→ **Data records**:
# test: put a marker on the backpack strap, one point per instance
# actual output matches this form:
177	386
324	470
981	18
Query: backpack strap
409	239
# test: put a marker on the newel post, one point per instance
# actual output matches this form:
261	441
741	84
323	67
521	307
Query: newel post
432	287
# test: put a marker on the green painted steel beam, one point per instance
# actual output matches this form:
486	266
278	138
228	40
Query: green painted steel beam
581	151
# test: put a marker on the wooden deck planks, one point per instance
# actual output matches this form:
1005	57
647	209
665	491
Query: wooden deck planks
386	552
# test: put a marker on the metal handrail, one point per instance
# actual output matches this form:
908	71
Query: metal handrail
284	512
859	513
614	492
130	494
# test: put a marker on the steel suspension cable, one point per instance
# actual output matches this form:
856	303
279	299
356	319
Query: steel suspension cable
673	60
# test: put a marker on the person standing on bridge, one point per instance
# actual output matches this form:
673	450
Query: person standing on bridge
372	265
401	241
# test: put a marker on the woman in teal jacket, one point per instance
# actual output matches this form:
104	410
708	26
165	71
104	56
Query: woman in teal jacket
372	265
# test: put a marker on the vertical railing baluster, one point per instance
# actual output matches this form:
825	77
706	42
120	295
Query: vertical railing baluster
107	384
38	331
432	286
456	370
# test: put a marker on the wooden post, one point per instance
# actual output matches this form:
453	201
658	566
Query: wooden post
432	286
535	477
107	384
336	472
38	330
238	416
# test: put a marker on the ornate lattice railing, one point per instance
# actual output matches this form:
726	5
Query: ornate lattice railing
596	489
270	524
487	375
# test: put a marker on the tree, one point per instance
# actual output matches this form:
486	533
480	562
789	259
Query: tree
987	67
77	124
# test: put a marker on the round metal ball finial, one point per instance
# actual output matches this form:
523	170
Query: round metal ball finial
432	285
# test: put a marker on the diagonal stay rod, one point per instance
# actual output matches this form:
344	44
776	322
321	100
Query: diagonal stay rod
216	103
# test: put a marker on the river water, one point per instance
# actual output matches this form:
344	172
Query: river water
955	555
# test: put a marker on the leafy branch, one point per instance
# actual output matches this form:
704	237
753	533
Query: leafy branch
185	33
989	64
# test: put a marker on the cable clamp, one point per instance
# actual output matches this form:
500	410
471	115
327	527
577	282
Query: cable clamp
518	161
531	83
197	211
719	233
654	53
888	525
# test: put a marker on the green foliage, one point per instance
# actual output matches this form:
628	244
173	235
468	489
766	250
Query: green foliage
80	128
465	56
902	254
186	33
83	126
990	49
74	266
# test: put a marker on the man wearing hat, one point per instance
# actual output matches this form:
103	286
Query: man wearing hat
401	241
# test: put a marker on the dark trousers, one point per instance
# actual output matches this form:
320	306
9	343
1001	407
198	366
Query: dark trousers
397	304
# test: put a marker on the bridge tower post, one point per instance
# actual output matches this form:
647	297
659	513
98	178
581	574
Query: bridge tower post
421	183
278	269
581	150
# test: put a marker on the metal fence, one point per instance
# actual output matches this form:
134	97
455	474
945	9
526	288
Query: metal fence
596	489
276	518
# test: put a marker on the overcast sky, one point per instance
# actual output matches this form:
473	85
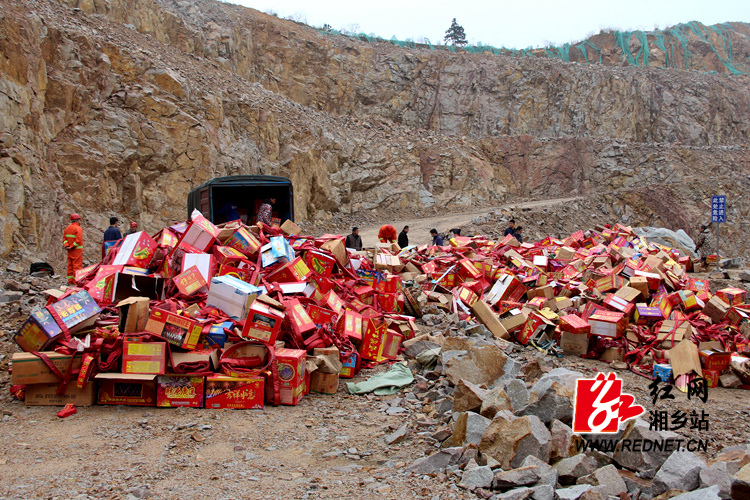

→ **Exercise brief**: Copy out the entire listing, swapping every "put a marker on" for "place a dot on" and keeping everything else the same. Leave out the pictures.

→ **The result**:
# test: place a dot on the backpack strap, one point per instance
# actual output matches this form:
177	386
324	470
981	18
Query: backpack strap
409	239
# test: place a dot on the newel post, one point per instance
# actual output matches this form:
261	441
741	84
323	67
521	307
Query: newel post
432	287
# test: place a dot on the green painted steel beam, one point per instance
# actual output matches this form:
486	266
278	138
228	40
Query: green painted steel beam
581	151
# test: place a dot on the wooden deck planks, one point per instance
# actual output matches this form:
1005	57
647	209
665	491
Query: wooden deck planks
386	552
# test: place a dot on the metal handrail, one point per instance
# actual output matches this form:
908	71
Query: metal handrail
284	512
859	513
614	492
130	494
# test: place a dot on the steel suspension cable, one point per instance
# actual output matches this form:
856	303
279	299
356	319
Query: steel suspension cable
673	60
# test: place a dot on the person standing on bridge, one point per instance
# actual output matches this form:
673	450
Query: person standing on bridge
372	265
401	241
# test: place a dot on the woman in teal jacket, one point per instance
# actual output matches this form:
104	410
708	26
165	71
104	56
Query: woman in teal jacket
372	265
# test: place a dot on the vertical railing baluster, one point per instance
# actual output matches this form:
825	77
706	42
120	295
Query: vertical railing baluster
107	384
38	331
432	286
456	370
# test: place a dot on the wooden post, one point per instance
# actual output matches this form:
453	201
658	566
Query: wooden post
432	286
535	477
107	384
336	472
38	330
238	416
# test: place a dot on the ornate lattice railing, one point per instance
# actual output matches this form:
726	5
Query: ornate lattice railing
596	489
270	524
487	375
# test: place a dot on the tree, one point per instance
# actual output matches this form:
486	533
480	562
789	259
Query: tree
987	67
77	124
# test: place a dot on the round metal ball finial, one point per instance
# actual output matches this form:
523	170
Query: round metal ball finial
432	285
# test: place a dot on the diagonal stay rod, one point per instance
# actual output matches this form:
344	44
776	322
321	100
Query: diagonal stay rod
216	103
# test: place a dot on the river water, one point per instance
# actual output matches this form:
344	172
Query: river water
955	555
# test: place a dot on the leafy branch, one point per instance
# actual output matches this form:
704	237
753	533
Query: leafy branch
185	33
989	64
# test: place a dot on the cable clamp, one point per instance
# actual output matches this form:
500	410
471	115
327	527
577	282
Query: cable clamp
518	161
531	83
197	211
719	233
654	53
888	525
# test: place a dot on the green foliage, one point per instance
# actual output matches this form:
628	244
173	235
468	489
766	250
Query: green foliage
80	128
465	56
902	254
186	33
83	126
990	49
74	266
# test: place a dot on the man wearing hat, one point per instance
# actual output matches this form:
103	286
Query: man wearing hat
401	241
# test: place a dot on the dark trousers, one point per instance
# actual output matches this form:
320	306
9	343
1001	407
198	366
Query: dark trousers
397	304
# test: place a dot on the bridge tower post, one point per instance
# actual output matches this form:
647	297
659	513
98	178
581	574
Query: bridge tower post
421	183
278	269
581	150
# test: place a dot on the metal fence, one point per instance
# actual output matches this form:
134	97
455	474
945	9
526	288
Query: metal fence
596	489
276	518
# test: place a dot on the overcast sky, one point per instance
# actual output matches this form:
473	85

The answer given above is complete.